### Yapmanız gerekenler
1. Ayasofya yazısında "Bugün Tapu Kadastro" ifadesinden "günahlar kazanmış olurlar." ifadesine kadar uzanan bölümü kelimesi kelimesine aktarın.
2. Listede "Identify the chimney" ifadesini içeren satırdan listenin sonuna kadar uzanan bölümü hiçbir satırı atlamadan yeniden yazın ve yalnızca yanıt olarak verilen nokta koordinatlarını 1,3 ile çarparak ölçekleyin. Sonuçları tam sayıya yuvarlayın, buçukları yukarı yuvarlayın ve bu bölüm dışında bir şey vermeyin.

### Alıntılanan metin
Ayasofya nasıl kimliksizleştirildi?

Ayasofya nasıl kimliksizleştirildi?

Ayasofya Camii’nin müzeye çevrilip (01 Şubat 1935) kimliksizleştirilmesinin 81. yıldönümünde hafızaları tazelemek istedim

Risale Haber-Haber Merkezi

Yavuz Bahadıroğlu, Ayasofya Camii’nin müzeye çevrilip kimliksizleştirilmesinin 81. yıldönümünde hafızaları tazeledi. Yeni Akit'teki yazısında Fatih Sultan Mehmet'in vakfiyesinden tek parti yönetiminin müzeye dönüştürme katakullisine dair yazışmaları hatırlatan Bahadıroğlu, gerekçelerin inandırıcı olmadığını söyledi. 

Bahadıroğlu'nun yazısı şöyle:

Ayasofya ve millî hafıza

Bugün Tapu Kadastro Genel Müdürlüğü’nde bulunan Ayasofya ile ilgili vakfiyenin içeriği günümüz Türkçesiyle şöyle ifade edilebilir:

“İşte bu benim Ayasofya Vakfiyem, dolayısıyla Ayasofya’yı camiye dönüştüren vakfiyemi değiştirirlerse, bir maddesini tebdil ederlerse, onu iptal veya tadile giderlerse, fasit veya fasık bir teville veya herhangi bir dalavereyle Ayasofya Camii’nin vakıf hükmünü yürürlükten kaldırmaya kastederlerse, aslını değiştirir, füruuna itiraz eder ve bunları yapanlara yol gösterirlerse ve hatta yardım ederlerse ve kanunsuz olarak onda tasarruf yapmaya kalkarlarsa, camilikten çıkarır ve sahte evrak düzenleyerek, mütevellilik hakkı gibi şeyler ister yahut onu kendi batıl defterlerine kaydederler veya yalandan kendi hesaplarına geçirirlerse, huzurunuzda ifade ediyorum ki, en büyük haramı işlemiş ve günahlar kazanmış olurlar.

[Kaynak kayıtlar]
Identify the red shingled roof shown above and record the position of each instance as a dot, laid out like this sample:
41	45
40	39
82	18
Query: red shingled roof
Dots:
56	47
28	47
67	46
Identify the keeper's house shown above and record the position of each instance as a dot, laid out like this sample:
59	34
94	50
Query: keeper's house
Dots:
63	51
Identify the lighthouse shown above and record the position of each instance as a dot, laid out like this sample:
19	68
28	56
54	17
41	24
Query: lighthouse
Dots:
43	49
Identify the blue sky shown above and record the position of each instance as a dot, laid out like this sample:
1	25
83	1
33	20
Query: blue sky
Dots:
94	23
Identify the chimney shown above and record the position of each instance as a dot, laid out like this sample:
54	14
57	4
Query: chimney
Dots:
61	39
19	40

### Görevlere göre çıktılar
1.
Bugün Tapu Kadastro Genel Müdürlüğü’nde bulunan Ayasofya ile ilgili vakfiyenin içeriği günümüz Türkçesiyle şöyle ifade edilebilir:

“İşte bu benim Ayasofya Vakfiyem, dolayısıyla Ayasofya’yı camiye dönüştüren vakfiyemi değiştirirlerse, bir maddesini tebdil ederlerse, onu iptal veya tadile giderlerse, fasit veya fasık bir teville veya herhangi bir dalavereyle Ayasofya Camii’nin vakıf hükmünü yürürlükten kaldırmaya kastederlerse, aslını değiştirir, füruuna itiraz eder ve bunları yapanlara yol gösterirlerse ve hatta yardım ederlerse ve kanunsuz olarak onda tasarruf yapmaya kalkarlarsa, camilikten çıkarır ve sahte evrak düzenleyerek, mütevellilik hakkı gibi şeyler ister yahut onu kendi batıl defterlerine kaydederler veya yalandan kendi hesaplarına geçirirlerse, huzurunuzda ifade ediyorum ki, en büyük haramı işlemiş ve günahlar kazanmış olurlar.

2.
Identify the chimney shown above and record the position of each instance as a dot, laid out like this sample:
54	14
57	4
Query: chimney
Dots:
79	51
25	52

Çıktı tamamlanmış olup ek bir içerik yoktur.